#### Given text:
::::::::
What do you love about working in academia? What would you like to change?
I love the ability to be based in a discipline, yet work across disciplines, so I love that I am based in English literature and comparative literature and can work with disciplines such as history and sociology. On the whole, the kind of work I do enables suppleness while valuing responsible teamwork, and I enjoy that. I’d love to have less bureaucracy, and less of the cycles of very damaging funding cuts to higher education that we live through.

What do you do in your free time?
Reading poetry for pure pleasure, spending time near many trees and water, cooking, binge-watching TV, and much more. Oh, I enjoy sleeping, too, including short siestas.

Who inspires you?
My late mother, Jasodhara Bagchi, was a professor of English literature and pioneering scholar and institution-builder in women’s studies; she taught me both formally at Jadavpur University, Kolkata, where I had other marvellous professors who inspire me to this day. My mother and my now late-octogenarian father (Amiya Bagchi, a distinguished political economist and economic historian, to whom I remain very close) were/are embedded in India yet very internationally minded, while being fiercely committed to decolonising thought and work.

What is your proudest achievement?
I’m very proud of having migrated for professional reasons to the Netherlands in my late thirties, learning Dutch, which I use fluently, and building a culture-crossing, highly mobile, academically high-achieving, yet locally embedded life here, with a Dutch partner who is a bedrock of my life.
::::::::
#### Information provided:

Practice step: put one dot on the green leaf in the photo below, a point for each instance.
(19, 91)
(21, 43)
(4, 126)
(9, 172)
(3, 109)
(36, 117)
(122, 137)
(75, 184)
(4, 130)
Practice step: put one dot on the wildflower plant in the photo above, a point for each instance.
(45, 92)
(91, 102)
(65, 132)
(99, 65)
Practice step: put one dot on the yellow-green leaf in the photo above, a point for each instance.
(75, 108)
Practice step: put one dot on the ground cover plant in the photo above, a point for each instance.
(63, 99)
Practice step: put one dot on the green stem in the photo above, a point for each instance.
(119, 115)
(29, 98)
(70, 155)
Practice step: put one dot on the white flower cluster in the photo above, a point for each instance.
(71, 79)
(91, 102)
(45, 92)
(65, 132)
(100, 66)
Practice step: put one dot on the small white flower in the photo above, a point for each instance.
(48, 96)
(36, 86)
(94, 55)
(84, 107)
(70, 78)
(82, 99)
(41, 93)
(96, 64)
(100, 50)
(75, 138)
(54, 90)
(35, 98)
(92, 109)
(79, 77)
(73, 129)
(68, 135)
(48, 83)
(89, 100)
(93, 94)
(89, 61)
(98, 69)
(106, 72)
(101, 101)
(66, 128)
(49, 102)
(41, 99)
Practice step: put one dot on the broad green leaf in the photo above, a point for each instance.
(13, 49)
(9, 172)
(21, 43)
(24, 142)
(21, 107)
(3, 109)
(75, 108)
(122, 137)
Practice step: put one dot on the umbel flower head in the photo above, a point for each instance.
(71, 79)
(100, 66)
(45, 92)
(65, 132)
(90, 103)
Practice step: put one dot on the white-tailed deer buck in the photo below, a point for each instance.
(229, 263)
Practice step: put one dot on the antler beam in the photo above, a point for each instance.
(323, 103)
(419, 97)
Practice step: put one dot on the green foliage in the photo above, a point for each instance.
::::::::
#### Exercise:
Repeat the part of the interview that opens with the words containing "My late mother, Jasodhara" and closes with "of my life.". The entries are not needed here.

#### Final answer:
My late mother, Jasodhara Bagchi, was a professor of English literature and pioneering scholar and institution-builder in women’s studies; she taught me both formally at Jadavpur University, Kolkata, where I had other marvellous professors who inspire me to this day. My mother and my now late-octogenarian father (Amiya Bagchi, a distinguished political economist and economic historian, to whom I remain very close) were/are embedded in India yet very internationally minded, while being fiercely committed to decolonising thought and work.

What is your proudest achievement?
I’m very proud of having migrated for professional reasons to the Netherlands in my late thirties, learning Dutch, which I use fluently, and building a culture-crossing, highly mobile, academically high-achieving, yet locally embedded life here, with a Dutch partner who is a bedrock of my life.